What is expected:
For the copy, please give all of the data again exactly and leave the pictures out.

Dataset items

****************

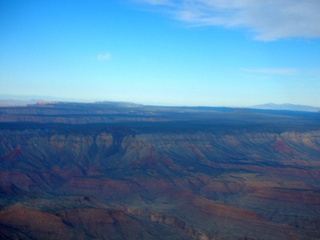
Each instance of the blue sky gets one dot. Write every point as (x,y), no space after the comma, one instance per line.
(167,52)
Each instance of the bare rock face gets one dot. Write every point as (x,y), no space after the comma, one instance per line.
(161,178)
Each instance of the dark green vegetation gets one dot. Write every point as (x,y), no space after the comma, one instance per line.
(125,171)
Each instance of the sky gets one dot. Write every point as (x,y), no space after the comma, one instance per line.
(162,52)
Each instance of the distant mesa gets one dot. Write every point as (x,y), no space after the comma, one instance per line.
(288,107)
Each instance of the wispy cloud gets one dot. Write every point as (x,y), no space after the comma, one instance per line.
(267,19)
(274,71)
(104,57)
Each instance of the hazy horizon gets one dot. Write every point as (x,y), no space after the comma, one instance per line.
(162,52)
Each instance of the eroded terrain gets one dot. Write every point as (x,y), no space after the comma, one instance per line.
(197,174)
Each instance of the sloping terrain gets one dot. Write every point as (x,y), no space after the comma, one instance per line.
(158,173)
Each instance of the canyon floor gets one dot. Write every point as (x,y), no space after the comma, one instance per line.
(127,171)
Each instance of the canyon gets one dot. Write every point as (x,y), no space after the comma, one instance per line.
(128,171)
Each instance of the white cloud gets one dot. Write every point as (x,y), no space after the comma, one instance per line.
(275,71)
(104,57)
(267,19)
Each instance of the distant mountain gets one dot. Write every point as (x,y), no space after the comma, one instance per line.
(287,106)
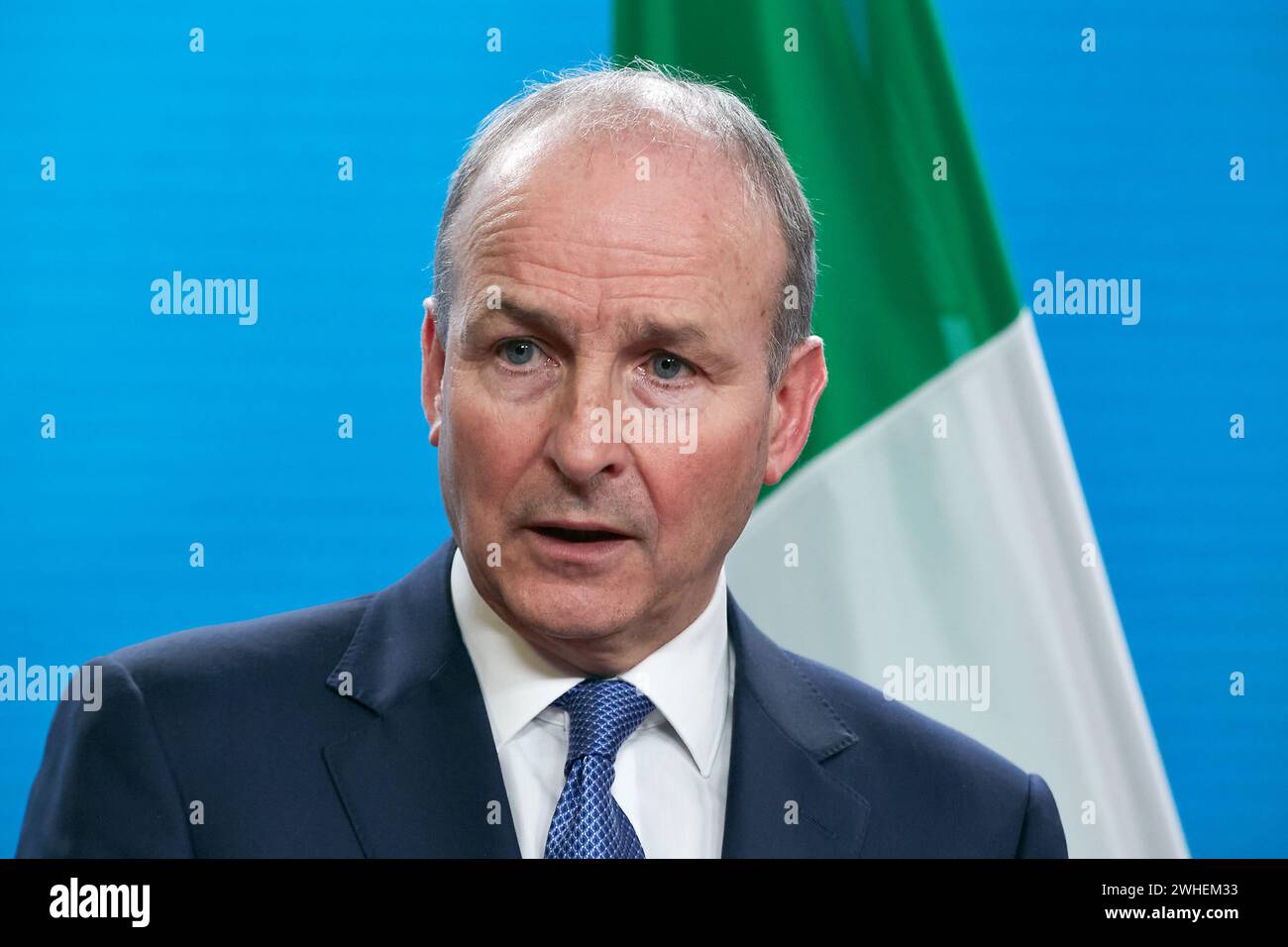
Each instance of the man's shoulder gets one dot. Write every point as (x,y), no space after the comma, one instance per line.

****************

Response for this exercise:
Each instance of the blue sky gets one dot. Write every point as (x,y), no space after the comma, one instance per line.
(167,52)
Each instance of the bare rock face gets one dot. Write every point as (x,y), no space after the comma, one instance per line.
(161,178)
Each instance of the dark green vegetation gets one dot. Write every point as (x,y), no space after the comma, one instance per line.
(125,171)
Each instance of the sky gets one dot. Write every point as (x,y), no space after the comma, one instance per line.
(162,52)
Each instance of the distant mesa gets one dot. Write every point as (x,y), no space after the comma, one instance per line.
(288,107)
Each instance of the wispy cloud gets one dot. Write every point as (x,y), no space after the comma, one instance per line.
(267,19)
(274,71)
(104,57)
Each instance of the hazy horizon gets one dot. Write every point as (x,y), no space after the comma, one instance per line.
(162,52)
Each instance of the eroded terrain gets one dot. Write every point as (x,y), no space after the comma, one instance per line.
(197,174)
Each instance of the sloping terrain gets one dot. Write every point as (x,y), no space after the comma, one instance per line.
(158,173)
Each instance of the canyon floor gets one dot. Write every point as (x,y), no space after the comma, one instance per line.
(127,171)
Each instance of the canyon gets one dot. Write every point as (x,y), no space after the comma, one instance per line.
(128,171)
Each instance of the white cloud gets one dot. Write every point as (x,y), no space after the comma, one instance per line.
(275,71)
(104,57)
(267,19)
Each instance of the distant mountain gets one dot. Write every point as (x,y), no space after the comma, one instance per line.
(287,106)
Each instance of the man's shoulder gets one dot. Write every point as (x,y), no space after the comma, one instance per line.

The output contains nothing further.